- **Raw data**:
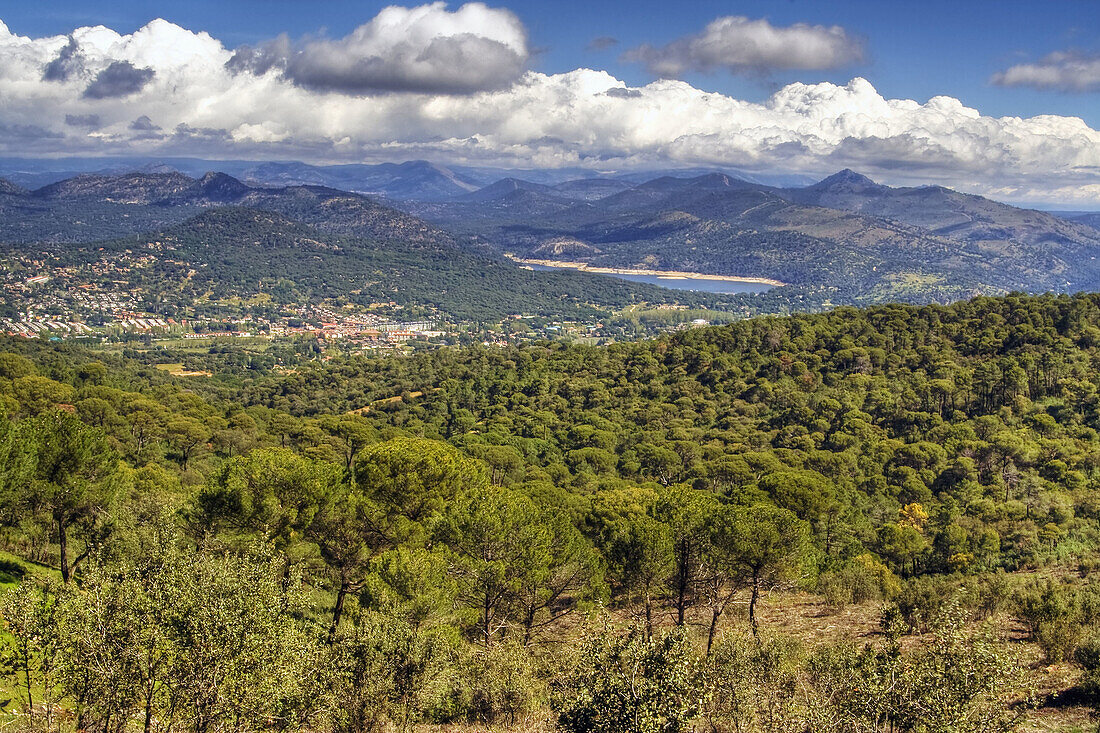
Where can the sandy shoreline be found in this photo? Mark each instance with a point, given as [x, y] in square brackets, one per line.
[655, 273]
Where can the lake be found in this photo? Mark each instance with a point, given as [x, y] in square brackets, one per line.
[702, 284]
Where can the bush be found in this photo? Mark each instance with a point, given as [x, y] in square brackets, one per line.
[1058, 638]
[864, 579]
[627, 685]
[11, 571]
[504, 686]
[752, 685]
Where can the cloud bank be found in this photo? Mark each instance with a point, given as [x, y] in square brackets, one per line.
[426, 48]
[741, 45]
[1063, 70]
[174, 91]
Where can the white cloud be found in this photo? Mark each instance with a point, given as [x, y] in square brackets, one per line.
[194, 105]
[425, 48]
[1065, 70]
[743, 45]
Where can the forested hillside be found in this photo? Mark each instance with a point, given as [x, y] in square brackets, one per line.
[855, 521]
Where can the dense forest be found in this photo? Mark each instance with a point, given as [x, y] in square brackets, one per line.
[877, 520]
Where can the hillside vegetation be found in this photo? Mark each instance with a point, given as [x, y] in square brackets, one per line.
[254, 550]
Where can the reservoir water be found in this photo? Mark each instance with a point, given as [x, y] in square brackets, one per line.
[703, 284]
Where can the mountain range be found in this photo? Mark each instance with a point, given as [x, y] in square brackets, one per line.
[870, 241]
[860, 240]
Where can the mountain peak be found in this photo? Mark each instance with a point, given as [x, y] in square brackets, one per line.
[846, 179]
[10, 188]
[221, 187]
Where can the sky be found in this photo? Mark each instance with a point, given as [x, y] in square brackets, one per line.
[996, 98]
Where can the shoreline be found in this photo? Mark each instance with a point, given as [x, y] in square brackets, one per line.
[583, 266]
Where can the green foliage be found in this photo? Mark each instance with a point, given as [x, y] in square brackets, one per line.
[960, 679]
[625, 684]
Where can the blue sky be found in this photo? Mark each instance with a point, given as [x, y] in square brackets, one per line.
[996, 98]
[916, 50]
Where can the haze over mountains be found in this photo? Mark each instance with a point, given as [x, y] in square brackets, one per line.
[860, 240]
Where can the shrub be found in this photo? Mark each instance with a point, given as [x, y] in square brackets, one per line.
[504, 686]
[627, 685]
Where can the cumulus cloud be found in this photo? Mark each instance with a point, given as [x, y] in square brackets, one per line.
[580, 118]
[65, 65]
[119, 79]
[1064, 70]
[83, 121]
[602, 43]
[743, 45]
[428, 48]
[143, 124]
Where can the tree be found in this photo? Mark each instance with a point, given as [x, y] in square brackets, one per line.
[684, 512]
[624, 684]
[348, 529]
[185, 436]
[272, 491]
[504, 559]
[640, 555]
[763, 544]
[67, 474]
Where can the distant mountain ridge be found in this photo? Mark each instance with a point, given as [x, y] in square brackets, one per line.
[89, 207]
[868, 240]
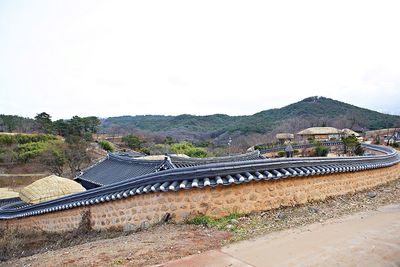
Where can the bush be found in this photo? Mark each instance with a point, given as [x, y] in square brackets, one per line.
[28, 151]
[395, 145]
[321, 151]
[7, 139]
[106, 145]
[133, 142]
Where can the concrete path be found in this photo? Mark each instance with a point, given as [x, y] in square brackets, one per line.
[363, 239]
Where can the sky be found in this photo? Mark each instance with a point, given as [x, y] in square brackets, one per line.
[113, 58]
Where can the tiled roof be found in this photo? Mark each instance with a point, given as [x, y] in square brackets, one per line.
[115, 168]
[181, 162]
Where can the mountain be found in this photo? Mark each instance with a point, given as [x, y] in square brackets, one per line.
[312, 111]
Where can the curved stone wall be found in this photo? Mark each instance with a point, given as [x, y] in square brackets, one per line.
[130, 213]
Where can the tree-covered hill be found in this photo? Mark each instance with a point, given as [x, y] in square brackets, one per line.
[312, 111]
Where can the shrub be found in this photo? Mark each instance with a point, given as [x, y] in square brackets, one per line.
[321, 151]
[7, 139]
[133, 142]
[106, 145]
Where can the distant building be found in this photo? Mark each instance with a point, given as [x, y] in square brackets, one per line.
[320, 133]
[390, 134]
[348, 132]
[284, 137]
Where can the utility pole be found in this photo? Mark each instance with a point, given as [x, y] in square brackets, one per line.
[229, 145]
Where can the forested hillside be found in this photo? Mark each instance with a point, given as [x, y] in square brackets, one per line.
[312, 111]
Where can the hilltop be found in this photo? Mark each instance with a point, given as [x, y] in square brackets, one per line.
[312, 111]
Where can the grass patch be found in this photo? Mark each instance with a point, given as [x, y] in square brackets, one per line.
[225, 223]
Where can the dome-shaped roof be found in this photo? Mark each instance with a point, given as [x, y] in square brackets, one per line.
[7, 193]
[48, 188]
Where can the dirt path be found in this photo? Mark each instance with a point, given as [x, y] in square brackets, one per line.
[364, 239]
[314, 234]
[159, 244]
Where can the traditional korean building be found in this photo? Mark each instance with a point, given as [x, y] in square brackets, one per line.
[117, 167]
[320, 133]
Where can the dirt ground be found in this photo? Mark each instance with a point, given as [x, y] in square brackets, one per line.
[159, 244]
[163, 243]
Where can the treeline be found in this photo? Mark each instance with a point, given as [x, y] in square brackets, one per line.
[13, 123]
[44, 146]
[42, 123]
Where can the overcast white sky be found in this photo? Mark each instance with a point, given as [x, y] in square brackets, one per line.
[109, 58]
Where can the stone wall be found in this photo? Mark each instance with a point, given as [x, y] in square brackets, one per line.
[132, 212]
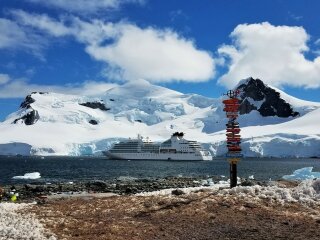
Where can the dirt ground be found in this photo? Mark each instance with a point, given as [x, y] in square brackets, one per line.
[202, 215]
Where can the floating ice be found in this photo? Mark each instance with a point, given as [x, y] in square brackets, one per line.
[34, 175]
[302, 174]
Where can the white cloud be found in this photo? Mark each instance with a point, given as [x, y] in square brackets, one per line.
[274, 54]
[14, 36]
[155, 55]
[131, 52]
[85, 6]
[19, 88]
[42, 22]
[4, 78]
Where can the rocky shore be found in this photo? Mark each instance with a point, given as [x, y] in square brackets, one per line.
[121, 186]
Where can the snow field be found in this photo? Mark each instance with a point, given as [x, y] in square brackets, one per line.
[22, 226]
[155, 112]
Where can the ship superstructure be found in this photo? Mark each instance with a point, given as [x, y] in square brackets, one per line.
[175, 148]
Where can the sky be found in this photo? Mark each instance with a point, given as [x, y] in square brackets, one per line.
[205, 47]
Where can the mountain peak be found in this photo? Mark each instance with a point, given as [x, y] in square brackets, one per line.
[256, 95]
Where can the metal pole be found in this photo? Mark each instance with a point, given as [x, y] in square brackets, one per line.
[233, 174]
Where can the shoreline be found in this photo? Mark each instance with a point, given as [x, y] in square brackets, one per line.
[282, 209]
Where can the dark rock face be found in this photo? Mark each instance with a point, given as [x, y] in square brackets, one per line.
[30, 118]
[27, 101]
[93, 122]
[273, 104]
[95, 105]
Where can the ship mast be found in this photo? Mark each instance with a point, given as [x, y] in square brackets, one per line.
[231, 107]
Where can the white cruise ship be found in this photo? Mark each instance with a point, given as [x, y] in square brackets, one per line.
[175, 148]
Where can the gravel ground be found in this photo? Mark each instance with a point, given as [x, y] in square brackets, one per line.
[205, 214]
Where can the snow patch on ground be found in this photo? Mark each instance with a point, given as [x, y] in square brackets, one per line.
[306, 193]
[302, 174]
[34, 175]
[15, 225]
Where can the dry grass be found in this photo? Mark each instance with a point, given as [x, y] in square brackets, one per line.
[202, 215]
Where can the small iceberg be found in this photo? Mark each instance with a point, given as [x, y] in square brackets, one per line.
[34, 175]
[302, 174]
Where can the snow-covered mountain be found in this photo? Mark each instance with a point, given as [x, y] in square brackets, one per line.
[273, 123]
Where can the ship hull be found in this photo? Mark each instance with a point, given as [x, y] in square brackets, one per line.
[158, 156]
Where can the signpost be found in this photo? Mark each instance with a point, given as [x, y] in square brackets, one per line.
[231, 107]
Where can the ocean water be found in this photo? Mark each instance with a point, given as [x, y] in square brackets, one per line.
[65, 169]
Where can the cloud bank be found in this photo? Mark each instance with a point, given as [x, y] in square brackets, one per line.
[85, 6]
[130, 52]
[19, 88]
[275, 54]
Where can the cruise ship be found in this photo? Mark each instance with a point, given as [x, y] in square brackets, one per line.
[175, 148]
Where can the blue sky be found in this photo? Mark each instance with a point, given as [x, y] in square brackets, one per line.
[204, 47]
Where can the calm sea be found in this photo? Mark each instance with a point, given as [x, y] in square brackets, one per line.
[65, 169]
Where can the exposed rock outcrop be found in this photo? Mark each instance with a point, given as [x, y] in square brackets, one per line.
[255, 95]
[95, 105]
[27, 101]
[30, 118]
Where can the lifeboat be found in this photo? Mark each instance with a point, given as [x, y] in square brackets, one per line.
[234, 135]
[235, 148]
[235, 124]
[232, 116]
[231, 101]
[235, 130]
[233, 139]
[230, 109]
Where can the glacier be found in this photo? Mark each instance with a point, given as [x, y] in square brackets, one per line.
[64, 126]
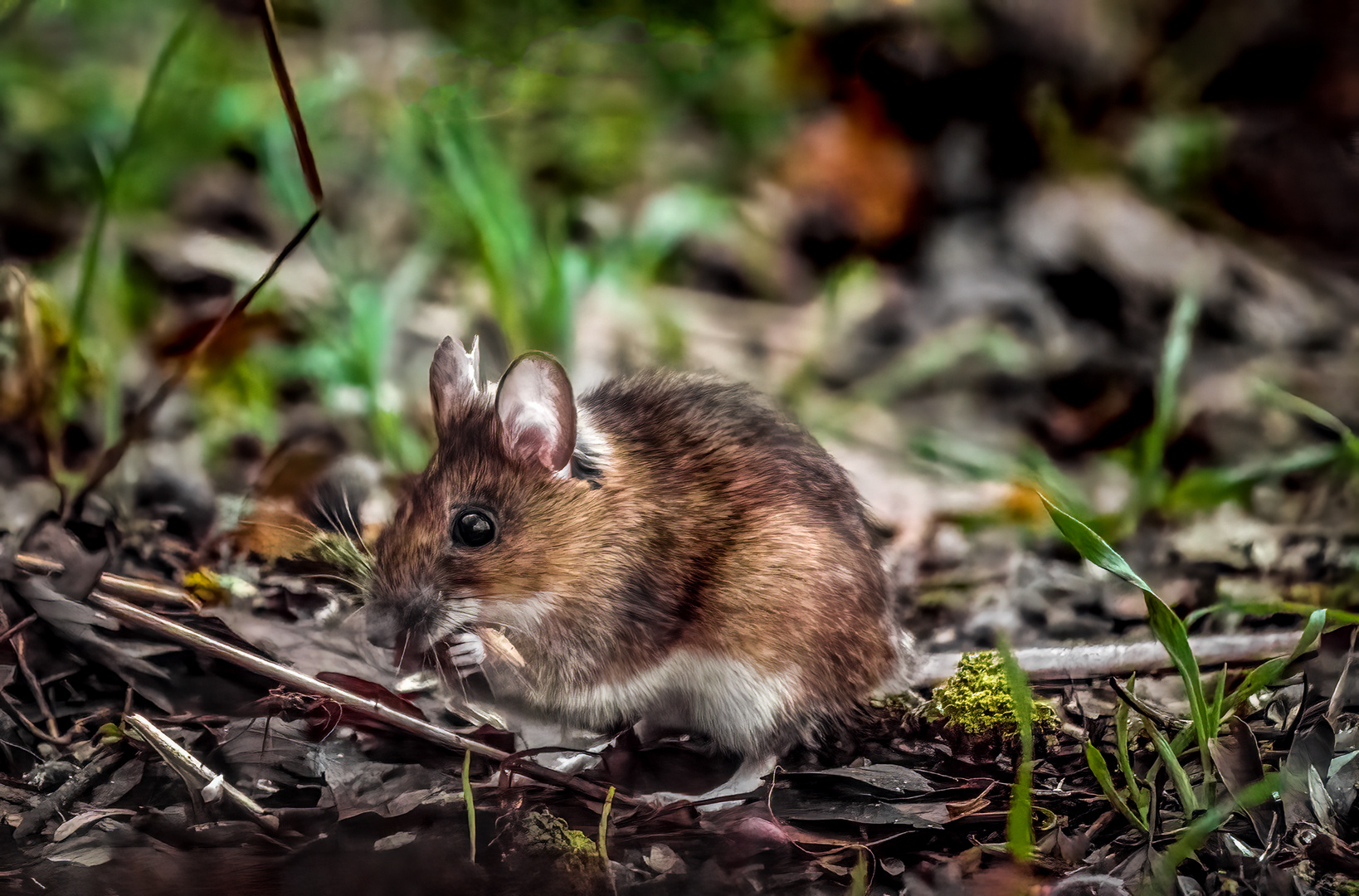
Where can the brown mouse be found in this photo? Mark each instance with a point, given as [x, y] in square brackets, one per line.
[668, 548]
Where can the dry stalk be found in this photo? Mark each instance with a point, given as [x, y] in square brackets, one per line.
[196, 775]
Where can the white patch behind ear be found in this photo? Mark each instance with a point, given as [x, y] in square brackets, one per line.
[537, 411]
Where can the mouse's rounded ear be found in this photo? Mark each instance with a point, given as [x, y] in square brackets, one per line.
[537, 411]
[454, 381]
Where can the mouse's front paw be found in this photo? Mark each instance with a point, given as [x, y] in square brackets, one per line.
[466, 653]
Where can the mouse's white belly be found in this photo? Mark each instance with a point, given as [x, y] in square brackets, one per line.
[735, 704]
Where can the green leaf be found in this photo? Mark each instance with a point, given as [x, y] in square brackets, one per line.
[1101, 772]
[472, 808]
[860, 874]
[1092, 547]
[1120, 719]
[1271, 670]
[1167, 627]
[1020, 824]
[604, 825]
[1178, 777]
[1196, 834]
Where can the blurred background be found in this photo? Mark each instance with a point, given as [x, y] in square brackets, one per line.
[979, 246]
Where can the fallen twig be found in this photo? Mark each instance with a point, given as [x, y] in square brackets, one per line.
[136, 591]
[195, 774]
[67, 793]
[294, 679]
[1098, 661]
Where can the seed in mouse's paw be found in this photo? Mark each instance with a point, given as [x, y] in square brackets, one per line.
[466, 651]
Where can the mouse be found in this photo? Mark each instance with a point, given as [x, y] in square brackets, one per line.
[668, 549]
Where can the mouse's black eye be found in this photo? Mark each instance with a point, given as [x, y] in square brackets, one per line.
[473, 528]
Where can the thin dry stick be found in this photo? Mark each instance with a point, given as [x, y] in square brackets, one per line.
[1097, 661]
[195, 772]
[134, 591]
[343, 696]
[290, 102]
[67, 793]
[140, 421]
[34, 685]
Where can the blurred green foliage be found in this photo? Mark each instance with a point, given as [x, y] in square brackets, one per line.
[477, 162]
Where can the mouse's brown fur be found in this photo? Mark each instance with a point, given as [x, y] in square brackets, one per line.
[707, 566]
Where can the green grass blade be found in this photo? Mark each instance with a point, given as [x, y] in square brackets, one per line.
[1020, 824]
[1120, 719]
[1220, 694]
[1167, 627]
[860, 874]
[1178, 338]
[108, 193]
[1196, 834]
[1092, 547]
[1269, 672]
[472, 808]
[1178, 777]
[1101, 772]
[604, 827]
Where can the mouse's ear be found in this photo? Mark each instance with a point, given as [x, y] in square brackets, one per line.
[537, 411]
[454, 381]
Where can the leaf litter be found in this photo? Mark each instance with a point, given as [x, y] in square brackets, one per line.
[147, 757]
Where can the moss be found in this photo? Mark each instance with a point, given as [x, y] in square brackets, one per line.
[976, 698]
[549, 835]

- **The exercise**: Copy exactly the line containing "Where can the fallen" and every line after it, ending with the last line of the records above.

- **Correct answer**:
Where can the fallen twig be found in this photo? Mark each instance with a point, given as [x, y] in square brackets, one per line.
[136, 591]
[195, 774]
[67, 793]
[294, 679]
[1098, 661]
Where can the seed in mouse's paw be found in this photo? Mark each instance with a point, given as [x, y] in square brackets, one per line.
[466, 651]
Where can the mouse be found in this photo? Mark each instance with a point, given as [x, y] in square brackets, one per line.
[668, 549]
Where can the mouse's black eye be found in this photo? Mark each instance with a point, given as [x, y] in square brackets, one per line.
[473, 528]
Where can the thin dry stick be found in this photo? Mark each instance with a point, given as [x, y] in square brackets, one per line.
[1097, 661]
[195, 772]
[134, 591]
[343, 696]
[290, 102]
[67, 793]
[140, 421]
[34, 685]
Where can the blurred green foliage be found in this photo? Mark each instance with a point, given as [x, y] in square brackets, one per line.
[477, 162]
Where can the mouse's brown fur be found in this photo? Mark each instance with a point, given as [x, y] in square brackets, one per line.
[707, 566]
Where can the green grass blade be found in this photo? Mark each instance with a point, given as [x, y] in square brackets, one per line.
[1020, 824]
[1120, 719]
[1220, 694]
[1167, 627]
[860, 874]
[1178, 338]
[108, 193]
[1196, 834]
[1092, 547]
[1269, 672]
[472, 808]
[1178, 777]
[1101, 772]
[604, 827]
Where can the mouse's ear be found in this photo? Mark each instance with a point, given as [x, y] in square brackets, one per line.
[537, 411]
[454, 381]
Where can the leaf litter be found in this photo? Mark each instance with a point, given as [x, y] in square brackets, one per line.
[147, 757]
Where can the moss be found in this photo? Mark each instance with a point, given as [x, y] in square brackets, one per line.
[976, 698]
[549, 835]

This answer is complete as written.